### Aim of the exercise
Update the rows from the very first line through the line containing "(654, 213), (744, 312)", replacing each occurrence of "rainbow" with "iridescent" and leaving everything else unchanged. Return only those lines.

### Dataset content
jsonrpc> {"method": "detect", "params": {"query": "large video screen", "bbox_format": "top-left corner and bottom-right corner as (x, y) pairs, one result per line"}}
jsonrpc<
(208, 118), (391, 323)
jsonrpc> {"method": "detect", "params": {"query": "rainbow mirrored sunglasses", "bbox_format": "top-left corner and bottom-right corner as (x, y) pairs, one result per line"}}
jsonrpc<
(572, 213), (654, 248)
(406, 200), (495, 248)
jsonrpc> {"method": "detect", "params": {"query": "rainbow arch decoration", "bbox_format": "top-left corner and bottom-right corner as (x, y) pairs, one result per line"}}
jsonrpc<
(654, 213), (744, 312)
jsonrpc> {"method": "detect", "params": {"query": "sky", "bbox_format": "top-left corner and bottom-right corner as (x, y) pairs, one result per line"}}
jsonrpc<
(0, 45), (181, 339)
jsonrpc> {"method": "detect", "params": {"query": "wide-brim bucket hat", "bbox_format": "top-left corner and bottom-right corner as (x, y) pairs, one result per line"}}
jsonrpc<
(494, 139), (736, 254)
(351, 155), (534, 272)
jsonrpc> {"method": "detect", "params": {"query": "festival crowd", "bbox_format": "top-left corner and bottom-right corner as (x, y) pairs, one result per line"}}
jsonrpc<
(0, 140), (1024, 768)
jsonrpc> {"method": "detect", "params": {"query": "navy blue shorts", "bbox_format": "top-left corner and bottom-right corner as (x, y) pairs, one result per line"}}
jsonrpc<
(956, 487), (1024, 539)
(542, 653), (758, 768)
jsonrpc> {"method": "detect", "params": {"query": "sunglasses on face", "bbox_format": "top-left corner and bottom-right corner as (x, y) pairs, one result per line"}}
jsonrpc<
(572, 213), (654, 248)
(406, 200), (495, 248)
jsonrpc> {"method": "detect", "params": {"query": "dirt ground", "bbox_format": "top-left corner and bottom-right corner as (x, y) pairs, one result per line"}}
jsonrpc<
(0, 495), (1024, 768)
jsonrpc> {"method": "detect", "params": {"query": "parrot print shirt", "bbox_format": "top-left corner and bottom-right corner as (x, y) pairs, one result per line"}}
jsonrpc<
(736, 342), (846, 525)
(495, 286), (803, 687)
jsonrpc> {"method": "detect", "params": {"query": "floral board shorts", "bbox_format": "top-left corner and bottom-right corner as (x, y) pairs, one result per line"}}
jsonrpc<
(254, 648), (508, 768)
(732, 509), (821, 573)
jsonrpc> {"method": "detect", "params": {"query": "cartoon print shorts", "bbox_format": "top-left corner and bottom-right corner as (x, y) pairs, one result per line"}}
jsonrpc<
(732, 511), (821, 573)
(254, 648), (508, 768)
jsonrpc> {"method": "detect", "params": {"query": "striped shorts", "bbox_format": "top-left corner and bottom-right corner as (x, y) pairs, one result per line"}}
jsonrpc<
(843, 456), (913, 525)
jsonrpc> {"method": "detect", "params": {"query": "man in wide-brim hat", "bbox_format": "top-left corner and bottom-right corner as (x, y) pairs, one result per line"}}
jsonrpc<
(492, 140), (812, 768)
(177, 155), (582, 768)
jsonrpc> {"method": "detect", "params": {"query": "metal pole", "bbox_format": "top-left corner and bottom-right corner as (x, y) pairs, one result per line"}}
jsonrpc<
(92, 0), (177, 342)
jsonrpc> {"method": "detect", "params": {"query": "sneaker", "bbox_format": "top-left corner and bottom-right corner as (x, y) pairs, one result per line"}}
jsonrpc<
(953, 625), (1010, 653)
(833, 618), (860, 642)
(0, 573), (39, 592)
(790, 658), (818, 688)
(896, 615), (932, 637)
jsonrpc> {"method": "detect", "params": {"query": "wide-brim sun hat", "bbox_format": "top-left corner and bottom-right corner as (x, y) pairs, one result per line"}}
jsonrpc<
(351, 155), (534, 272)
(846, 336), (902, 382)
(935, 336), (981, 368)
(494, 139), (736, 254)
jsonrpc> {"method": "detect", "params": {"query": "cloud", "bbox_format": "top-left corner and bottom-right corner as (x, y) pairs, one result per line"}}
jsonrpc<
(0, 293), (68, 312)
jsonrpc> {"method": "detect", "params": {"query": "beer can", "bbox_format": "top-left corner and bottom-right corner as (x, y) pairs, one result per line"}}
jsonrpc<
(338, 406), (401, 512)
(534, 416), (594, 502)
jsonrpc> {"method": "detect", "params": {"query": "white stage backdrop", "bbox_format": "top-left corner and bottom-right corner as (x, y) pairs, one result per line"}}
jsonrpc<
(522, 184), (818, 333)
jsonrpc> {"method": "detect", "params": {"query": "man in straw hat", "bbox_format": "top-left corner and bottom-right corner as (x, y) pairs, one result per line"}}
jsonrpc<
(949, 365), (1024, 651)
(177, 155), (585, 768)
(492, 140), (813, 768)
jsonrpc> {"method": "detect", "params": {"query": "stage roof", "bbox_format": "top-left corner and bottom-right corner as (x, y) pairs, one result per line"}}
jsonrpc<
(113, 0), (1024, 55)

### The completed task
jsonrpc> {"method": "detect", "params": {"query": "large video screen", "bbox_format": "top-left corner and bottom-right corner as (x, y) pairs, one result per line"}}
jsonrpc<
(208, 118), (391, 323)
jsonrpc> {"method": "detect", "params": {"query": "iridescent mirrored sunglasses", "bbox_format": "top-left corner and bottom-right corner as (x, y) pairs, one result per line"}}
jsonrpc<
(572, 213), (654, 248)
(406, 200), (495, 248)
jsonrpc> {"method": "detect", "params": {"query": "iridescent arch decoration", "bbox_format": "top-left corner and bottom-right corner as (x, y) pairs, one result per line"}}
jsonrpc<
(654, 213), (744, 312)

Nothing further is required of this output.